***** Extrait du document *****

Sachez aussi que c’est sur ce site qu’on a découvert en 1852, une inscription
datant du 7e siècle avant JC où Sennachérib, le roi d’Assyrie, donne
de moult détails sur la construction de son nouveau palais à Ninive et où l’on
apprend que la toiture de ce dernier était composée de Cèdres du Liban.
- La
démolition du sanctuaire de Nabi Jérjis à Mossoul. On dit que le prophète Georges était un fidèle des disciples
de Jésus, le fils de Dieu pour les chrétiens, un prophète pour les musulmans, qui
serait venu prêcher dans la ville de Mossoul, la parole du Dieu monothéiste, de
Jésus et d’Elie. Jérjis sera torturé à plusieurs reprises par le roi de la
ville, puis jeté dans la fosse au lion. La légende dit aussi qu’il fut coupé en
deux, ce qui ne l’a pas empêché de ressusciter par la suite, et d’accomplir beaucoup
de miracles, avant de mourir découpé en morceaux. Bien que son histoire ressemble étrangement à celle des « premiers
martyrs chrétiens », le prophète Zarzis sera vénéré par les
musulmans, une vénération attestée depuis au moins le 12e siècle. Une mosquée sera édifiée autour de sa tombe. Le sanctuaire du prophète Georges fut même restauré en 1392 par Tamerlan,
l’empereur turco-mongol qui a pourtant exterminé 5 % de la population mondiale
de son époque. Et dire que cet édifice a finalement été détruit par la bande de
racaille de Daech 600 ans plus tard !

***** Données fournies *****

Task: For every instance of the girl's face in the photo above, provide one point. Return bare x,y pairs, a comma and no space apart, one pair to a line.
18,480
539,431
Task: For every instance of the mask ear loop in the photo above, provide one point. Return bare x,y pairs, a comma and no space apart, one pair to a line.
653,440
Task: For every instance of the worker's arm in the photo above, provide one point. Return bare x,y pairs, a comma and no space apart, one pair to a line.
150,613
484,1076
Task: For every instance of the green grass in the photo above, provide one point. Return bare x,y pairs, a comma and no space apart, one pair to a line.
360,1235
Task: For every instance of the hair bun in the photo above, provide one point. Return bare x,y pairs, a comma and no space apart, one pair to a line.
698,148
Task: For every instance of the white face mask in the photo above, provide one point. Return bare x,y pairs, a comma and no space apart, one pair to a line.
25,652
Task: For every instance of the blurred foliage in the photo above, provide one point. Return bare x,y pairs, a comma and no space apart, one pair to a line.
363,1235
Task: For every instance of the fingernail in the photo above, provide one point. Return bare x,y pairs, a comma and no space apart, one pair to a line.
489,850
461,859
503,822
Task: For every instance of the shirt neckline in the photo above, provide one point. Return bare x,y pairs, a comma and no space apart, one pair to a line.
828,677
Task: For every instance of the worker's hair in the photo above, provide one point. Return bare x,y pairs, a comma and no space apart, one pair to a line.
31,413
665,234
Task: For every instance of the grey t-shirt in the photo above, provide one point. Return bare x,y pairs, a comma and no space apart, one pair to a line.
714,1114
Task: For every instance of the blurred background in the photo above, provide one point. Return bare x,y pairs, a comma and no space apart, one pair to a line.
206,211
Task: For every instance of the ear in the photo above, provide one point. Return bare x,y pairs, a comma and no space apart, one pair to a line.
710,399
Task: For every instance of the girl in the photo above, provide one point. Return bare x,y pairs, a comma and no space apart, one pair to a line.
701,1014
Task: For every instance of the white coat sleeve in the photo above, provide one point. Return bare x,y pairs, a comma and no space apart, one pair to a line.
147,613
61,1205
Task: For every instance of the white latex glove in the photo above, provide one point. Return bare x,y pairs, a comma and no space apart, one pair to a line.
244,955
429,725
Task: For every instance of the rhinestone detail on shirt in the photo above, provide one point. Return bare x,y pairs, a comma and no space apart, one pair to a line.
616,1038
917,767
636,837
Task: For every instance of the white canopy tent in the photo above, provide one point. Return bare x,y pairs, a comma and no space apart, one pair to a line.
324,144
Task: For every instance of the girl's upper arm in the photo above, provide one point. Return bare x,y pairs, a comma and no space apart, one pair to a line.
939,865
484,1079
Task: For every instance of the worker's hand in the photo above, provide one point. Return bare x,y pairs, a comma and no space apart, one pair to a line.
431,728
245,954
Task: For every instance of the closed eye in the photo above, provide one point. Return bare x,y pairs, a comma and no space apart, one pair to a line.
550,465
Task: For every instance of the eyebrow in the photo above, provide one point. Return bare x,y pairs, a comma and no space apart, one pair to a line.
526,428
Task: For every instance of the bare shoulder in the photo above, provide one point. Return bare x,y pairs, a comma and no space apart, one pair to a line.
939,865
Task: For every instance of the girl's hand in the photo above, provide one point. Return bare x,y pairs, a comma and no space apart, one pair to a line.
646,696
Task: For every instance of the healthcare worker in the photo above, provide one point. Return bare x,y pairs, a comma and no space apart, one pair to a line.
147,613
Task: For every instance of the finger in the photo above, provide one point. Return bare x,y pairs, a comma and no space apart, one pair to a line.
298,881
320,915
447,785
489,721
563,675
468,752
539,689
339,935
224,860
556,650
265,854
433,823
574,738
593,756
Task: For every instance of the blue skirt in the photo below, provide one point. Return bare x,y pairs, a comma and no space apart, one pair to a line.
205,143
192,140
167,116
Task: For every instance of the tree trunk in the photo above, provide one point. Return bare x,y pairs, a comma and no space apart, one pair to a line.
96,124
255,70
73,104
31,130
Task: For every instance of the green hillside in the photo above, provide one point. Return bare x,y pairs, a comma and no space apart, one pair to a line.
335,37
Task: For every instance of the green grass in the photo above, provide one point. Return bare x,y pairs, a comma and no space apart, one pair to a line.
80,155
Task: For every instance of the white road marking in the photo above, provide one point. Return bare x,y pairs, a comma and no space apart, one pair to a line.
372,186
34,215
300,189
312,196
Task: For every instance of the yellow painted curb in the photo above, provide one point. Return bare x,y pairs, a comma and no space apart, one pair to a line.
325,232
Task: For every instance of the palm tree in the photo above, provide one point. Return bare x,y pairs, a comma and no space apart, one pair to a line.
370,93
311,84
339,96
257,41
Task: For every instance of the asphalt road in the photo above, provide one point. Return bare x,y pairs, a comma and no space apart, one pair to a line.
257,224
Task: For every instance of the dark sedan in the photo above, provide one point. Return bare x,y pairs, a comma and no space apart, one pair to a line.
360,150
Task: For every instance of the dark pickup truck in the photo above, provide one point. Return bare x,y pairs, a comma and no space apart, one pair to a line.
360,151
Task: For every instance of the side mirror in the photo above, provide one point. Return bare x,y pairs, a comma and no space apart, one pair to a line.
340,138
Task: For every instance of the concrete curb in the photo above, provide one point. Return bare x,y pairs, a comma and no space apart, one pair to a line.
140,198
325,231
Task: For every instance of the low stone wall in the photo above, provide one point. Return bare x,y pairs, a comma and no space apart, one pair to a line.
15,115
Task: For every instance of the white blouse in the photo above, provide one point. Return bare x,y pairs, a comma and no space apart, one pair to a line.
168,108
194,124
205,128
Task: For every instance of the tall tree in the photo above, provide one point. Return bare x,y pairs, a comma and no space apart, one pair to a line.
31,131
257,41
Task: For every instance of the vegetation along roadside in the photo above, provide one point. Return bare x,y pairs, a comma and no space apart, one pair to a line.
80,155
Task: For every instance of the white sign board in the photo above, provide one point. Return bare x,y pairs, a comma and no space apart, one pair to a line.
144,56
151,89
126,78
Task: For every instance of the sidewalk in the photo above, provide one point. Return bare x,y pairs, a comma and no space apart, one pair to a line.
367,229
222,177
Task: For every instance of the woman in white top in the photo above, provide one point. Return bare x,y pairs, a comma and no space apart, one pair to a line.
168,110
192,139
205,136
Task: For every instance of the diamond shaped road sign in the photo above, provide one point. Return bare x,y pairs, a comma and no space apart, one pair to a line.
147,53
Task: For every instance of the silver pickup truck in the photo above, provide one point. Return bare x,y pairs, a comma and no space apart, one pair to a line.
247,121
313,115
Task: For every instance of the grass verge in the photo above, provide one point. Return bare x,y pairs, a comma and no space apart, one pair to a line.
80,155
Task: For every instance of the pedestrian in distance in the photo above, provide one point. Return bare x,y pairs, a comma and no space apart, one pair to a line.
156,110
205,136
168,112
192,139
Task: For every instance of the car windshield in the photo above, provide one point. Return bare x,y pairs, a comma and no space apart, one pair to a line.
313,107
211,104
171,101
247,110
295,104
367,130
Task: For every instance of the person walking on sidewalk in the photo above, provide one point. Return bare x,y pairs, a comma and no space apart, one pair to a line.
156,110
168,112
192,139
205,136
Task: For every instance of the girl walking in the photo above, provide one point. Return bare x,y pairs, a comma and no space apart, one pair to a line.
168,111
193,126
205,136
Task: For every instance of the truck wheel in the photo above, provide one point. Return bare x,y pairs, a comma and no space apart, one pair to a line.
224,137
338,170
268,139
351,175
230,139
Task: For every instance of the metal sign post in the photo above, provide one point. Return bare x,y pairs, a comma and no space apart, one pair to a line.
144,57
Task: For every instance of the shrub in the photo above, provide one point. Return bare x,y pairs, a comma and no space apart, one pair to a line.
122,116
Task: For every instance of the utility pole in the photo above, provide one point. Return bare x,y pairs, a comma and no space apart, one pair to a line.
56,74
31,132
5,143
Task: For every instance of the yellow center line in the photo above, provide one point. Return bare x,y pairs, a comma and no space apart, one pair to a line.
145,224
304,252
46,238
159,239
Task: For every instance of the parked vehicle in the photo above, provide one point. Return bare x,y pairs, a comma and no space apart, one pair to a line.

*****

Consignes
1. Relevez toutes les indications numériques écrites en chiffres dans l'extrait sur Ninive et Mossoul.
2. Dites si chacune de ces affirmations s'accorde avec l'extrait sur Ninive et Mossoul, en citant les mots du texte qui tranchent. (a) L'inscription découverte en 1852 date du 7e siècle avant JC. (b) Le sanctuaire du prophète Georges a été restauré par Sennachérib. (c) La toiture du palais de Ninive était en pierre.
Les enregistrements n'interviennent pas dans le travail demandé.

Réponses dans l'ordre
1. 1852 ; 7e siècle avant JC ; 12e siècle ; 1392 ; 5 % ; 600 ans

2.
(a) Oui : « on a découvert en 1852, une inscription datant du 7e siècle avant JC ».
(b) Non : « Le sanctuaire du prophète Georges fut même restauré en 1392 par Tamerlan ».
(c) Non : « la toiture de ce dernier était composée de Cèdres du Liban ».